> Aufgabenliste:
#1 Wie viel Prozent des Gruppenumsatzes machte Lam Research laut dem Interview mit René Lenggenhager 2017 aus?
#2 Schreib das Interview mit René Lenggenhager über die Comet Group nach seinem letzten Satz weiter.

> Textauszug:
René Lenggenhager, CEO Comet Group, im Interview

René Lenggenhager, CEO Comet Group, im Interview
René Lenggenhager, CEO Comet. (Foto: Comet)

von Bob Buchheit

Moneycab.com: Herr Lenggenhager, die zahlreichen neuen elektronischen „Spielzeuge“ auf dem Markt führen zu einer regelrechten Umsatzexplosion in der Halbleiterbranche. Comets RF Power Division, zog 53 Prozent mehr Geschäftsvolumen an. Stellt Sie das vor logistische Herausforderungen?

René Lenggenhager: 2017 war in der Tat ein sehr erfolgreiches Jahr im Halbleitergeschäft. Wir haben die starke Nachfrage auch dank unseres guten Lieferantennetzwerks erfolgreich gemeistert und in unserem Werk in Flamatt erneut den Mengenrekord für Vakuumkondensatoren gebrochen. Auch für weiter starke Nachfrage sind wir gut vorbereitet. So haben wir in Flamatt letztes Jahr die Produktivität auf der gleichen Fläche gesteigert: Wir haben in zusätzliche Anlagen und in die Erweiterung bestehender Anlagen investiert und arbeiten aktuell im Dreischichtbetrieb.

Wie stark ist Comets Abhängigkeit vom US-Konzern Lam Research in der Halbleiterindustrie?

Uns verbindet eine sehr enge Zusammenarbeit mit Lam Research. Lam ist einer der führenden Ausrüster der Halbleiterindustrie weltweit, und mit Abstand der grösste Kunde der Comet Group (2017: rund 27% des Gruppenumsatzes). Gleichzeitig zählt Comet zu den 10 wichtigsten Lieferanten bei Lam. Die Partnerschaft ist daher für beide Seiten von grosser Bedeutung. Darüber hinaus pflegen wir auch Beziehungen zu anderen wichtigen Kunden im Halbleitermarkt wie zu AMAT oder Samsung, und bauen unser Netzwerk kontinuierlich aus. Eine wichtige Region ist für mich Asien, insbesondere China. China investiert zunehmend in die lokale Wertschöpfung. Hier haben wir in den letzten Jahren unsere Beziehungen mit lokalen Ausrüstern gestärkt und sehen weiteres sehr attraktives Potential.

> Datenzeilen:

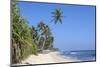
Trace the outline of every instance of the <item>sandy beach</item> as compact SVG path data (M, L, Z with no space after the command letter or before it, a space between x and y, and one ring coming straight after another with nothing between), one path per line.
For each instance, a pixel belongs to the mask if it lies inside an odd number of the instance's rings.
M27 59L22 61L22 64L45 64L45 63L60 63L60 62L73 62L75 59L67 57L64 58L58 51L41 53L38 56L30 55Z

> Antworten:
#1 Rund 27 Prozent des Gruppenumsatzes.

#2
«Wir haben in zusätzliche Anlagen und in die Erweiterung bestehender Anlagen investiert und arbeiten aktuell im Dreischichtbetrieb.»
René Lenggenhager, CEO Comet Group.

Sie investieren einen Grossteil der Gewinne. Wo liegen die Schwerpunkte?

Einerseits geht es darum zusätzliche Kapazität für die Produktion zu schaffen, beispielsweise mit dem Erweiterungsbau in Flamatt. Andererseits sehen wir mit allen unseren Tätigkeitsfeldern interessante Möglichkeiten, wie wir für unsere Kunden im Rahmen der Digitalisierung von Prozessen, Produkten und Dienstleistungen Mehrwert für bestehende und neue Kunden schaffen können. Entscheidend ist jedoch für uns die Wertentwicklung.

Bei den industriellen Röntgenuntersuchungs-Modulen ist die EBITDA-Marge mittlerweile fast viermal so hoch wie bei den komplexen Röntgensystemen. Ist Komplexität immer gleichbedeutend mit geringeren Margen?

Die Margenbilder folgen nicht der Komplexität der Produkte – und sind folglich nicht vergleichbar. Tendenziell ist das Modul-Geschäft mit höheren Margen unterwegs. Für uns entscheidender ist grundsätzlich die Rendite auf dem investierten Kapital beziehungsweise der Wertbeitrag, der sich erzielen lässt. Im Systemgeschäft wo wir an Endverbraucher verkaufen, arbeiten wir mit tieferem investiertem Kapital.

Im komplexen Röntgensystemgeschäft, bei Comet im Geschäftsbereich IXS zusammengefasst, haben sie gleich mehrere ultramoderne Computertomographiegeräte lanciert. Gibt es da Druck von Seiten der Leistungsträger auf die Preise?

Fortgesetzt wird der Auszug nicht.